Exercise description =
Please show every line of the stored data below that contains the word "wall", copying each one in full.

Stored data
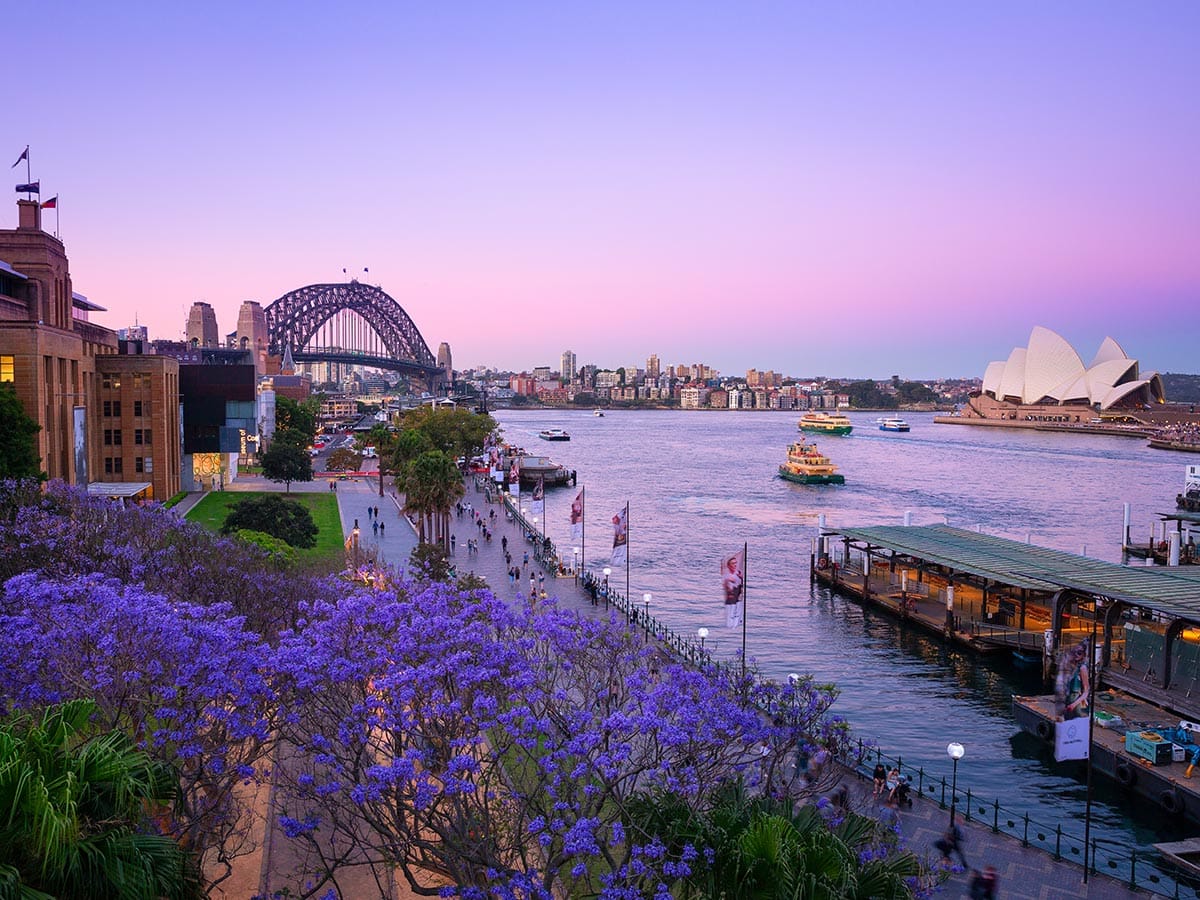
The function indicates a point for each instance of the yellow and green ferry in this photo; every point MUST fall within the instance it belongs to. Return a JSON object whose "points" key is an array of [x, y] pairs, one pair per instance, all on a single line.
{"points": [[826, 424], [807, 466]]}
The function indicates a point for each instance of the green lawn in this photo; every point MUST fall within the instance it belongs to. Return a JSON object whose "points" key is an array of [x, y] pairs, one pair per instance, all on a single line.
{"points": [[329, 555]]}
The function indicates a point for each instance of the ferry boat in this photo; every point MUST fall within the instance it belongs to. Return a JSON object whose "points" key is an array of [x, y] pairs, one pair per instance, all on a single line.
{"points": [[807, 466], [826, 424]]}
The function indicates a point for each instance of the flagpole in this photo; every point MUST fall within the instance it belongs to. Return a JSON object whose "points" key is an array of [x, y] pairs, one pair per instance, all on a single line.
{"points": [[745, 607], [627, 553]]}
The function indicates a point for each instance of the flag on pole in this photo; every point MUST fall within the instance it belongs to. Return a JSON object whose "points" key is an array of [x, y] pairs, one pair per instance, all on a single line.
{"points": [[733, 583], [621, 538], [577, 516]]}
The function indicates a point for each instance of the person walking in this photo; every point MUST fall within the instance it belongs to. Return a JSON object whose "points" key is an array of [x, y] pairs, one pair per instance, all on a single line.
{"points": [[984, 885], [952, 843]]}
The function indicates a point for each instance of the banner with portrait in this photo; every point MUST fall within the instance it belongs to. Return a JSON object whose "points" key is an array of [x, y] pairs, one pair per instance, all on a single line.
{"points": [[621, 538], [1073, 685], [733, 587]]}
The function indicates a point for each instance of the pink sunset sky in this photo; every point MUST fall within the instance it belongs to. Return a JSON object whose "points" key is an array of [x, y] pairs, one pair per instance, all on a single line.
...
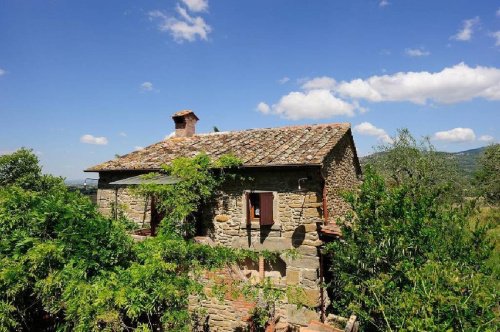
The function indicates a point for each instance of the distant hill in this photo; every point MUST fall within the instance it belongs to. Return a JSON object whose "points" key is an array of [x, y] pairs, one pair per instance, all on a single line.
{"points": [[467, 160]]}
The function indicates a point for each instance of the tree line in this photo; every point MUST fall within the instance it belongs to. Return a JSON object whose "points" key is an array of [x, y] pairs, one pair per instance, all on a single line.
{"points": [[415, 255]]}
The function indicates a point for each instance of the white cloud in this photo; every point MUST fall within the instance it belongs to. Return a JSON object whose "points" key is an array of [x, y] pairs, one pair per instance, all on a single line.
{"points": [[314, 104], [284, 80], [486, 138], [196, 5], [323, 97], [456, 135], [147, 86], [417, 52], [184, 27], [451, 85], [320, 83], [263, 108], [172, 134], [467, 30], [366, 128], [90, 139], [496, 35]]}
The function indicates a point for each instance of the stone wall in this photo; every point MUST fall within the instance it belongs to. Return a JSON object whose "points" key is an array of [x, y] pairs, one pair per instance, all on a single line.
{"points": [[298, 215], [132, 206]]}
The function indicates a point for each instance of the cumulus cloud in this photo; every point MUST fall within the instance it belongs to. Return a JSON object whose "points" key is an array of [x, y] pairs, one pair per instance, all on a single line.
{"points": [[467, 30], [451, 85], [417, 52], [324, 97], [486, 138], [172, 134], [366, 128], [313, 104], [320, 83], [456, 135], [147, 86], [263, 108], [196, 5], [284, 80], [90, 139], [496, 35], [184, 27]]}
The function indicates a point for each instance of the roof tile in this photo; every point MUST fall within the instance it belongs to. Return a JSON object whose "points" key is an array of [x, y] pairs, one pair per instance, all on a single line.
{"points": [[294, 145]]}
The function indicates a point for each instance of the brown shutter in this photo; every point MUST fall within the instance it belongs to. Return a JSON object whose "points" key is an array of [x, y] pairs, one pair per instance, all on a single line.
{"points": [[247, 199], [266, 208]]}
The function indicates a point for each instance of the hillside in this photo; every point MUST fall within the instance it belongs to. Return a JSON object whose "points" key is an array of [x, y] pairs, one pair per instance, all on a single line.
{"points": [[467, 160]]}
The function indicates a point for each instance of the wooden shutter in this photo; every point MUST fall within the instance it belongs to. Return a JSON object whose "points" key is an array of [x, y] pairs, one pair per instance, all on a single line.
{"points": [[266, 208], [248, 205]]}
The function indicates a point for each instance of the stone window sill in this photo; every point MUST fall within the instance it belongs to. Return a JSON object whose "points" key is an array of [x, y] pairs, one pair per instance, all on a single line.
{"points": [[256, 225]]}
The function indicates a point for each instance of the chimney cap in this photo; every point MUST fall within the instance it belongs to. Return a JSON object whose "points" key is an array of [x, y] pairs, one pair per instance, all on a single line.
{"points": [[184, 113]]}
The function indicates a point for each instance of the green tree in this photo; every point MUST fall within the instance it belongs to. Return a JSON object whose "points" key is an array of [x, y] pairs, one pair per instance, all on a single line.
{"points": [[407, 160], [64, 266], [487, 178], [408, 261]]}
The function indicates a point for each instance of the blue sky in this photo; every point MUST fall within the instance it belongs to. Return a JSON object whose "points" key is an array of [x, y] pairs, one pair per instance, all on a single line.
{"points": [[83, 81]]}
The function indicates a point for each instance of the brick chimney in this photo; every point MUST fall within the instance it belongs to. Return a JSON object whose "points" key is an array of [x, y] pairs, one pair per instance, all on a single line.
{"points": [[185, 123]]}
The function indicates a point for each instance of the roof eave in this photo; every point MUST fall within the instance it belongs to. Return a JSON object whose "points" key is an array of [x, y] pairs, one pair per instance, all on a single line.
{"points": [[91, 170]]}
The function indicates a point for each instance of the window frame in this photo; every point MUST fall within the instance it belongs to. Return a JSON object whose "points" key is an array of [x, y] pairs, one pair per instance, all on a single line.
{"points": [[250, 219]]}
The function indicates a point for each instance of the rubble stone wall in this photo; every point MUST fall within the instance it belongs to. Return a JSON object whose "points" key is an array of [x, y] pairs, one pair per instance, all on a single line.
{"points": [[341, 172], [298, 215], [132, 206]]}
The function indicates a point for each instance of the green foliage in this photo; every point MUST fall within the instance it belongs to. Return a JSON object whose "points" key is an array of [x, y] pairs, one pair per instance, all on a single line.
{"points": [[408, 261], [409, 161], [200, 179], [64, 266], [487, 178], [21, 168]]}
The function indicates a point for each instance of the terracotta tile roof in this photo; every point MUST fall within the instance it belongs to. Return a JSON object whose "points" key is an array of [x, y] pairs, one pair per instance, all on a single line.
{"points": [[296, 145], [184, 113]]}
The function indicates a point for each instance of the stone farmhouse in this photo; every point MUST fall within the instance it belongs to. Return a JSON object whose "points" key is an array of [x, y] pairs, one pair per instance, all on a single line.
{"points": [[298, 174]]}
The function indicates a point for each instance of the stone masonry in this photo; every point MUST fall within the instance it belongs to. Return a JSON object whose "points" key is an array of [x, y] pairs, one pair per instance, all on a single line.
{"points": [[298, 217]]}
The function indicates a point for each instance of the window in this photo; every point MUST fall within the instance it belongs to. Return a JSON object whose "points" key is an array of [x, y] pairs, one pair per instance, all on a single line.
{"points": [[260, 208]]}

Written solution =
The function indicates a point for each instance of the stone wall in this photo; every point MUST fall within the instance it belongs to. Return a JSON object whose "points" key is an array of [x, y] pairs, one pair per instance, all on a single line.
The function indicates a point for each instance of the rubble stone wall in this photo; every point MUST fall within the instance it belongs to. Return a JSON object whose "points" key is an array of [x, y] pairs, one pair per instance, all on a single line.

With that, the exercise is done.